>> Start TEXT SEGMENT

Objectives

Using the integrated OCL compiler

Current compiler features

Examples



Objectives


Our main objective when implementing the OCL compiler was a full compliance with the current OCL 2.0 standard. The purpose of the OCL compiler is to allow the user check the syntactic and semantic correctness of OCL expressions targeting both the user model (business rules) and the UML 1.5 metamodel (well formedness rules), providing as explicit error messages as possible. The compilation of OCL expressions is also the first step when you want to check the well formedness of your UML model. Therefore, we consider the OCL compiler a key component in any OCL tool. OCL specifications must first be syntactically and semantically correct before being evaluated.

Using the OCL compiler


OCLE provides a powerful integrated OCL compiler, which is capable of advanced type-checking operations. You may group your OCL specification files into OCLE projects, as shown in attaching OCL files to a project. OCLE allows you to compile all the files attached to the active project as a whole. Please refer to compiling multiple files for details about compiling the entire project. For simpler expressions, you may wish to work with individual OCL files. In this case, you could compile only the currently open OCL file.

To compile all the OCL files in the active project, you first have to open or create an OCLE project and then attach some OCL specification files to it. Then use the Compile project specifications option in the Tools menu (or the corresponding toolbar button). Note that this option is only active if there is an active project. First, OCLE will save any open files that are not saved. Then it will scan the project browser and include all the selected files in the compilation process. To select or unselect a file, right click its name in the project browser and choose Select / Unselect as appropriate. Unselected files will have their names grayed. In this way you may define many compilation configurations, all involving the same files. This is very useful when developing OCL specifications, because they might not be correct from the very beginning, and you may test them separately, without having to remove undesired files from the project.

To compile the active file, use the Compile active file option in the Tools menu (or the toolbar button). This option is only enabled if there is an open text file (refered here as the active file). The active file is compiled against the active UML model, if any. If no UML model is loaded, the active model is the UML 1.5 metamodel, always accessible in OCLE. Therefore, you may even have no active user model, but in this case you cannot specify the context of OCL expressions, unless the context is a metaclass (a class in the UML metamodel). You may however use specifications with implicit context, a feature implemented in OCLE.

>> End TEXT SEGMENT

=== PROMPT A ===
In the OCL compiler text, what does the active file get compiled against when no UML model is loaded?
=== PROMPT B ===
Write the next few paragraphs of the OCL compiler text, picking up right after its last sentence.

>> Start DATASET CONTENT

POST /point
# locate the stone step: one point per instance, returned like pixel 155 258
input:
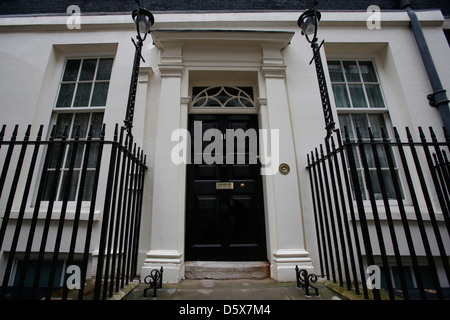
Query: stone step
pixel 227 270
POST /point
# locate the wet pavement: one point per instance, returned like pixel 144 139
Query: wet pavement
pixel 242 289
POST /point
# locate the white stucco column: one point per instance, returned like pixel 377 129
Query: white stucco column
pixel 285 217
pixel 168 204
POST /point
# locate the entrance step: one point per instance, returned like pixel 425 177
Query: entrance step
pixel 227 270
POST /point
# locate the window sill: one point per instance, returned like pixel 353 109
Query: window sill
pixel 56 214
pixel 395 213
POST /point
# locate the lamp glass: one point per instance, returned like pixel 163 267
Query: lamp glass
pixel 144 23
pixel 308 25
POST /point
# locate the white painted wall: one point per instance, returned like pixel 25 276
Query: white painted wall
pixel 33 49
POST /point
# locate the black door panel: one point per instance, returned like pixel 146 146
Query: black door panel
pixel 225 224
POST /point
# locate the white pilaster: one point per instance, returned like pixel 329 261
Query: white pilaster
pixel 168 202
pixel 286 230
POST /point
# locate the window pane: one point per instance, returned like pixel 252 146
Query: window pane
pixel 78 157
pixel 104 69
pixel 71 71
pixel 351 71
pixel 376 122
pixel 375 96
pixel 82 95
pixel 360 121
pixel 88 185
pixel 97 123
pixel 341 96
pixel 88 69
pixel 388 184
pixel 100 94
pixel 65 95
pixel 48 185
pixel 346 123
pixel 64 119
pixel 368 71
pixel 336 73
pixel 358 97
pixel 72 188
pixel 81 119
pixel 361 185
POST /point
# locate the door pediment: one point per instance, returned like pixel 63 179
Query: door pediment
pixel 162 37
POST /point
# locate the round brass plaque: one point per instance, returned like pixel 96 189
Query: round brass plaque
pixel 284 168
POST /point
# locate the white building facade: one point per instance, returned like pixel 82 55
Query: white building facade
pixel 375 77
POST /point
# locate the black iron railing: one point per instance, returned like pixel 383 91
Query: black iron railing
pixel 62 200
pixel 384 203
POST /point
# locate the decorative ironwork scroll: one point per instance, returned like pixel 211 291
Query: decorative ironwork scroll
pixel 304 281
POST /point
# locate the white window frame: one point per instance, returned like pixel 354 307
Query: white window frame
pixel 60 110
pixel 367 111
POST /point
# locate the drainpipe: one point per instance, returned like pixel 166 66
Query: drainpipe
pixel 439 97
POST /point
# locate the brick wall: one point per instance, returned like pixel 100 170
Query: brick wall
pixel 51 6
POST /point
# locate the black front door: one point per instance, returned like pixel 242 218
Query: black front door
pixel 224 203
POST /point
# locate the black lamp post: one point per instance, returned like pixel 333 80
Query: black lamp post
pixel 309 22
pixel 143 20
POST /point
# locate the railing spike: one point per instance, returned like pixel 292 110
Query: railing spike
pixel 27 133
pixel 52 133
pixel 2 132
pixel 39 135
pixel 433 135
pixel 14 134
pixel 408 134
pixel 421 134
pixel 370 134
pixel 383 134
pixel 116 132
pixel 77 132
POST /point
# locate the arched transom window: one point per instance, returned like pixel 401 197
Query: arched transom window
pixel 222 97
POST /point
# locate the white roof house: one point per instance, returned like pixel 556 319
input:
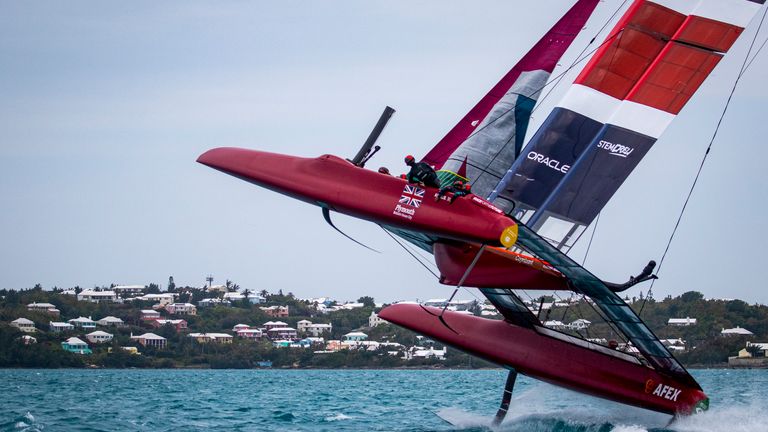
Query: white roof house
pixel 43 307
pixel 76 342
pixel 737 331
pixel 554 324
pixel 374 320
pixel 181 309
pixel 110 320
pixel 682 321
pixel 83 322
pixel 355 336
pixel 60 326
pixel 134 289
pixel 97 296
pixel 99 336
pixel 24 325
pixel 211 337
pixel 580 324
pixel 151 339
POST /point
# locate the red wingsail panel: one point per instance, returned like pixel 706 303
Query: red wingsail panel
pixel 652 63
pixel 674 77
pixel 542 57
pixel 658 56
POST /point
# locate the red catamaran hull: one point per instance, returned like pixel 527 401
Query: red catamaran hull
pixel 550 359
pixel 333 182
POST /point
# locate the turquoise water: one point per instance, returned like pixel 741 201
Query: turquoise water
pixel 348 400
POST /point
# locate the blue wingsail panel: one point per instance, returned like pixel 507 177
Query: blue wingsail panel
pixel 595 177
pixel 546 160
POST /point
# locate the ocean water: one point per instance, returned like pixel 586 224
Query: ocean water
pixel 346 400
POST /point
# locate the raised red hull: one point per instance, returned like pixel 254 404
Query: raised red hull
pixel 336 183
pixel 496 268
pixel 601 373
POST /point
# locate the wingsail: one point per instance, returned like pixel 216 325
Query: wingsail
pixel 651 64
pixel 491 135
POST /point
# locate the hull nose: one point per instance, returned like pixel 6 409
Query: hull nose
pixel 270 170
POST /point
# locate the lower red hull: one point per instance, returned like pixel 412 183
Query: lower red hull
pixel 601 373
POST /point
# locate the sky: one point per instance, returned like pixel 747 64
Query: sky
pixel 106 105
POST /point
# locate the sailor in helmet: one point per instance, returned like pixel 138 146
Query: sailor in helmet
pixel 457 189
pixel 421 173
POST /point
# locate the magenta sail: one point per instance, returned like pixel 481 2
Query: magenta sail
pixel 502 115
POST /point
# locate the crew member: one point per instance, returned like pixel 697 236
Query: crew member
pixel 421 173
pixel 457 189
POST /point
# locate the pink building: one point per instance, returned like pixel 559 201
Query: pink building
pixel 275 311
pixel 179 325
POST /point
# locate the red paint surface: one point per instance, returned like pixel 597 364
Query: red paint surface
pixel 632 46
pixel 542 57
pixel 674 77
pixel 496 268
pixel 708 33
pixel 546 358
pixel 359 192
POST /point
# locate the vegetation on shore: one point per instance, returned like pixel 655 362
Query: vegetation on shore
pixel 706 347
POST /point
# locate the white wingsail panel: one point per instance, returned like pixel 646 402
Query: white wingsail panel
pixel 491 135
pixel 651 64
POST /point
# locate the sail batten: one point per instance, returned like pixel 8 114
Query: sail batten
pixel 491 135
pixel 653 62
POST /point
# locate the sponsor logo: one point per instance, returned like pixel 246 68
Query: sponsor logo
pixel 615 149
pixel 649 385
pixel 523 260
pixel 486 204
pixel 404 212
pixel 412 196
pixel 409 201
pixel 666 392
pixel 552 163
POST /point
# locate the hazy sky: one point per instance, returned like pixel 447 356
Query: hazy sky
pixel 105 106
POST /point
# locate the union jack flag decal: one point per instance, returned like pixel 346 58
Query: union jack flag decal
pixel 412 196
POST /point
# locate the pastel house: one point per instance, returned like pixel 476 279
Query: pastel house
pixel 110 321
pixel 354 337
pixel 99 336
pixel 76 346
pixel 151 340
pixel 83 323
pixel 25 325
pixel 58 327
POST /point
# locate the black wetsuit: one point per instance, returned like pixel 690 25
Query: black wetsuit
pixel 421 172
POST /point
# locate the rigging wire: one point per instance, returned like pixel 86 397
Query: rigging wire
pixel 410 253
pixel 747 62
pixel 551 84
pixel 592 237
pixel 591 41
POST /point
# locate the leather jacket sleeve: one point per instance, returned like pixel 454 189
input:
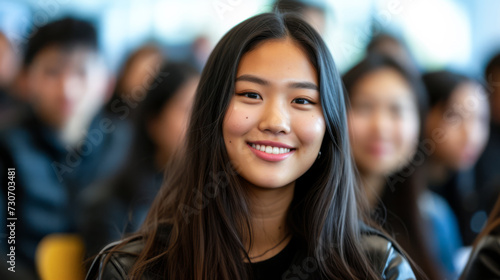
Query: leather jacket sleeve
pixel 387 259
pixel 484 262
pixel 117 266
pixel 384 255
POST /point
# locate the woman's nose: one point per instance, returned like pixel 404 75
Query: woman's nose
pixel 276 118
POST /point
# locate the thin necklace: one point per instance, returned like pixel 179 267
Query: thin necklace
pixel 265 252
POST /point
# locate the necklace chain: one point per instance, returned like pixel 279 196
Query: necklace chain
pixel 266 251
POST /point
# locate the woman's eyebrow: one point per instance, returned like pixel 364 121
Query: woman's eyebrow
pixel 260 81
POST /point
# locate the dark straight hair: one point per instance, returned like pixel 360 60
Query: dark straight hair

>> End DATASET CONTENT

=== TASK RESPONSE A ===
The UML 1.5 metamodel.

=== TASK RESPONSE B ===
When compiling a file, OCLE automatically detects its type, namely if it contains expressions targeted at the UML metamodel or at the user model. This version performs file type detection using the file extension. More precisely, a file with the .ocl extension is considered to be holding OCL specifications expressed at the metamodel level. To specify that a file holds user model level expressions (business constraints), it is mandatory that the file has the .bcr extension. Therefore, you cannot compile a file that targets both the UML metamodel and a custom user model. OCLE projects are useful in this context. You may define your metamodel level specifications in some OCL file(s) and the specifications for the current model in another file(s). Of course, metamodel level specifications can be reused across several projects, since they do not target a specific user model, but the UML metamodel. The UML metamodel is always available in OCLE, so you are not required to have a user model loaded to compile metamodel specifications (see navigating UML models for details). Please note that without this restriction regarding file extensions, OCLE cannot deduce the target model for semantic analysis. In short, you have to take into account the compilation target when saving OCL text files (and change file extensions if necessary). You may want to use the Save as ... command in the Files menu to do this. OCLE will allow you to select the .bcr and .ocl file filters.

Any compilation errors are reported in the Messages panel. However, the current version of the compiler stops when it encounters the first error. You may still encounter two errors when compiling the entire project. In this case, one of the errors is caused by the OCL specifications expressed at the metamodel level, while the other is caused by the business constraints found in the active model. Particularly, if no specifications targeting the metamodel or the user model are found, an appropriate message is displayed: No specifications found at the metamodel/user model level.

When a compilation error occurs, you may see its most probable cause. Just click the error message in the Messages panel. OCLE will try to open the file that contains the error, and the text that generated it will be highlighted, as shown in the figure below. Please be aware that the localization mechanism for syntactic error is not very precise, due to the parsing algorithm. However, semantic errors, such as type mismatches generate very accurate error messages.

Compilation error reporting and localization
Fig.1 Viewing compilation errors in the Messages tab


Current compiler features


The current OCL compiler fully supports the OCL 2.0 grammar. We have even extended the grammar, so that OCLE 2.0 provides some additional features. Please find below the main features implemented in the current compiler.


Single and multiple file compilation


OCLE 2.0 allows you to compile either an individual file or a set of files. To compile more files as a whole, please group them in an OCLE project and make sure that the files you are interested in are activated in the project browser. When you compile a set of files, OCLE sees them as a whole, as if their entire contents were stored in one file. The advantage of this approach is that any definition constraint (declared using the def-let mechanism) specified in one file is accessible in any other file included in the same compilation process. In this way OCLE promotes OCL specification reusability at the metamodel level. For example, the Checking_UML_Models example included with this distribution uses this feature to reuse the specification of the UML 1.5 additional operations. This illustrative project contains one file, UML_AO.ocl, which specifies the UML additional operations. All the other files in the project use these definitions when specifying the well formedness rules.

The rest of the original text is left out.